## START Records to use
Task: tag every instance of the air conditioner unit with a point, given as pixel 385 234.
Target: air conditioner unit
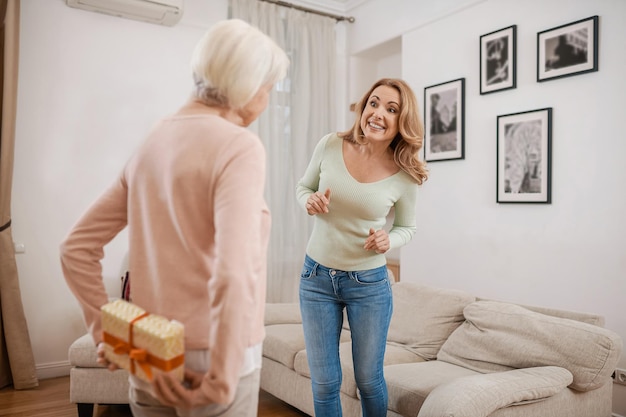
pixel 162 12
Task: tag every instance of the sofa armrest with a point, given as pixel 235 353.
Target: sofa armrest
pixel 282 313
pixel 481 395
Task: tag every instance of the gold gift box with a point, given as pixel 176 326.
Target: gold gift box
pixel 144 344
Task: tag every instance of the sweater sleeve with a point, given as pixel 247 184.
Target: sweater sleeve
pixel 232 289
pixel 310 181
pixel 404 222
pixel 83 249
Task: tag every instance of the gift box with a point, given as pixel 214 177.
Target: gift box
pixel 140 342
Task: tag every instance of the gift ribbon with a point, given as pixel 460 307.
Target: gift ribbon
pixel 142 357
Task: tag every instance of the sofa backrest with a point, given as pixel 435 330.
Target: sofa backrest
pixel 423 316
pixel 499 337
pixel 590 318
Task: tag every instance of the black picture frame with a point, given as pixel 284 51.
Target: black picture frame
pixel 524 155
pixel 568 50
pixel 498 60
pixel 444 121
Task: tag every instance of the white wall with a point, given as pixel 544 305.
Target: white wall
pixel 90 86
pixel 569 254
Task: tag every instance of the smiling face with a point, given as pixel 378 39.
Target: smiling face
pixel 379 120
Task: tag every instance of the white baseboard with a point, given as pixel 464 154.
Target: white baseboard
pixel 53 369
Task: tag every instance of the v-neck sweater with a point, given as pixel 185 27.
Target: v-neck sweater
pixel 338 237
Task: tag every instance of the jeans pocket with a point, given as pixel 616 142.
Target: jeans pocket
pixel 371 276
pixel 308 269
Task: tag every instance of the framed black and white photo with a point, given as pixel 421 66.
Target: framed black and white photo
pixel 497 60
pixel 444 113
pixel 567 50
pixel 524 146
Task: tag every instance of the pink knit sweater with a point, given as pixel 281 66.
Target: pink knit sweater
pixel 198 226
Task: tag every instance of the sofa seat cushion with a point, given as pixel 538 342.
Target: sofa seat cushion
pixel 423 316
pixel 83 353
pixel 393 355
pixel 282 343
pixel 408 385
pixel 481 395
pixel 500 336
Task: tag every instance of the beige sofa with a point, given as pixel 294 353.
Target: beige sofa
## END Records to use
Copy all of the records above verbatim, leaving out the pictures.

[Solution]
Task: tag every instance of the air conditioner unit with a point, given as pixel 385 234.
Target: air conditioner unit
pixel 162 12
Task: tag every instance of the sofa armrest with a point, given as pixel 235 353.
Target: sofa armrest
pixel 282 313
pixel 481 395
Task: tag every instance of the gold gift box with a point, given as pixel 176 326.
Target: gold gift box
pixel 144 344
Task: tag every instance of the sweater sleeve with a point, given as pixel 247 184.
Target: sweater sleeve
pixel 232 289
pixel 310 181
pixel 404 222
pixel 83 249
Task: tag every instance of the gift box with a point, given as pixel 214 177.
Target: gift box
pixel 140 342
Task: tag every instance of the gift ribbon with a point, given as pixel 460 307.
Target: gift ribbon
pixel 142 357
Task: tag every instance of the sofa backrest with a point, given as pixel 435 330.
Target: sofa backrest
pixel 423 316
pixel 499 337
pixel 590 318
Task: tag every instance of the black picture frame with a point, given as pixel 284 51.
Target: black picture frame
pixel 524 155
pixel 568 50
pixel 498 60
pixel 444 121
Task: tag every instance of the white wall with a point, given as pixel 544 305.
Target: white wall
pixel 90 86
pixel 569 254
Task: tag every instance of the smiling face with a point, given as pixel 378 39.
Target: smiling face
pixel 379 120
Task: tag every instance of the white baseboard with a point, given as pixel 464 154.
Target: white baseboard
pixel 53 369
Task: tag every instance of the v-neck sweater with a point, given as pixel 185 27.
Target: v-neck sweater
pixel 338 237
Task: tag every instance of the jeans pocket with a point, given as pixel 616 142.
Target: jeans pocket
pixel 371 276
pixel 308 269
Task: tag every instance of the framed black and white photo with a point, given as pixel 421 66.
Target: framed black and white photo
pixel 497 60
pixel 444 113
pixel 567 50
pixel 524 146
Task: tag every instance of the pink knit sweater with a point, given as pixel 281 66.
Target: pink knit sweater
pixel 198 226
Task: tag every instance of the sofa seat cushion with a point, given as pixel 538 342.
Target: sofa seat cushion
pixel 423 316
pixel 83 353
pixel 393 355
pixel 282 343
pixel 408 385
pixel 481 395
pixel 500 336
Task: tag every instance of the beige sofa with a point, given as pixel 294 353.
Target: beige sofa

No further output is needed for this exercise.